ESTRATTO
___

Lei ha avuto parte in questi disegni?
«Non ho preso parte alle stragi e non le avrei condivise, ma ero in carcere e ho ricevuto visite da esponenti di servizi che mi hanno proposto un accordo per fermare Falcone».
Quando?
«Accadde prima dell’attentato all’Addaura dell’89, venne a trovarmi un emissario di un ufficiale dei servizi che era stato il mio tramite con il generale Santovito per tanti anni. Con lui c’era il capo della Mobile Arnaldo La Barbera, quest’ultimo non si presentò, ma assistette. Non lo conoscevo, lo riconobbi in fotografia in seguito. Vennero a chiedermi di trovare un modo per costringere Falcone ad andar via da Palermo, a cambiare mestiere. Mi spiego così l’attentato dell’Addaura».

___

CONSEGNA 1
Secondo l'estratto, chi era presente insieme all'emissario durante la visita in carcere?
CONSEGNA 2
Prosegui l'estratto sull'accordo per fermare Falcone, ripartendo subito dopo l'ultima risposta.
I dati riportati di seguito costituiscono materiale separato dall'estratto.

___

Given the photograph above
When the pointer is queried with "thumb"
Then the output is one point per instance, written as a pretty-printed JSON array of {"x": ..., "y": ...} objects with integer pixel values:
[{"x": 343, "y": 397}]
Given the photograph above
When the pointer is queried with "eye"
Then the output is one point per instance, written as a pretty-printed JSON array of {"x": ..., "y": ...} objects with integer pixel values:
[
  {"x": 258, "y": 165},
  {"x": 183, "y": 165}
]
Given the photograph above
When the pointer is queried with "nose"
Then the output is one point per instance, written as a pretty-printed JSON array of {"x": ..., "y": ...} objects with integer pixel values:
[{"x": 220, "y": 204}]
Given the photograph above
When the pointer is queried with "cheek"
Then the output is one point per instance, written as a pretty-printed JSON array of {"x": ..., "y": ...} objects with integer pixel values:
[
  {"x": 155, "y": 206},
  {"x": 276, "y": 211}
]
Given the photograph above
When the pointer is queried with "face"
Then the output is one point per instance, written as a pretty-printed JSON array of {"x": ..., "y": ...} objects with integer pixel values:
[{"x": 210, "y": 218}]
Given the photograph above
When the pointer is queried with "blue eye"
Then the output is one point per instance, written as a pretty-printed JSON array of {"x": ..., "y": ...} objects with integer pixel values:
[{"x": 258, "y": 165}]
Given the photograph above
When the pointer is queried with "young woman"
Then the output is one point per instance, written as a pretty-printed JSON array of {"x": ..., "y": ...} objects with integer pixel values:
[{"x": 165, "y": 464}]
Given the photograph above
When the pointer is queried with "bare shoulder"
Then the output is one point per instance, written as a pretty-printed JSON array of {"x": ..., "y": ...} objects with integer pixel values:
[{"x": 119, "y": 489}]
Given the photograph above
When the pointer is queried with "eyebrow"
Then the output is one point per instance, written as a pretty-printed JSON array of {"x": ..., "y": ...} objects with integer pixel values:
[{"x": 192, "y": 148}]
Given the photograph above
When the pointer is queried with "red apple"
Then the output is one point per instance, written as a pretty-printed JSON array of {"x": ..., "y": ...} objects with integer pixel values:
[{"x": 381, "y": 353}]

___

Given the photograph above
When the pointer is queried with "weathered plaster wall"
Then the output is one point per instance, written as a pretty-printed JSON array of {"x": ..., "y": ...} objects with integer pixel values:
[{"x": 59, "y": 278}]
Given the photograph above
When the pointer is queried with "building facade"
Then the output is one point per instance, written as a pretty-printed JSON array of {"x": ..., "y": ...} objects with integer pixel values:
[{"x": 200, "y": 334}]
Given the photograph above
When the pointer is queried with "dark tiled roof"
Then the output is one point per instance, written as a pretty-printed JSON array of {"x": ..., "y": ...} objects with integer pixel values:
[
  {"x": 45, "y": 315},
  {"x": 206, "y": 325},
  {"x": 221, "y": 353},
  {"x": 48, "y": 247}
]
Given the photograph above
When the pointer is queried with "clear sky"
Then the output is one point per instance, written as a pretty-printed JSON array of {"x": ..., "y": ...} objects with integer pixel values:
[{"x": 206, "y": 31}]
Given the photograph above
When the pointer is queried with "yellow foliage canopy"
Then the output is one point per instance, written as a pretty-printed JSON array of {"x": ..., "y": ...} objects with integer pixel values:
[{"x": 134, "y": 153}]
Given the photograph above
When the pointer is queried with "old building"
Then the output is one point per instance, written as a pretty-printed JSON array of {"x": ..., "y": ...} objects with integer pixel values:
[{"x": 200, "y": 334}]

___

RISPOSTA 1
Il capo della Mobile Arnaldo La Barbera.

RISPOSTA 2
Creò questo collegamento?
«Cercai un contatto, credo che abbiano trovato un’intesa».
Di questo non aveva parlato prima?
«Sono tante le cose che non ho detto perché nessuno me le ha chieste. Credo non fosse il caso visto come vanno le cose».
È stato citato al processo sulla trattativa, andrà?
«Risponderò come sempre, ma è riduttivo chiamarla trattativa: non c’è stato un accordo soltanto sul 41 bis. Cosa nostra e politica hanno avuto un dialogo continuo, erano soci».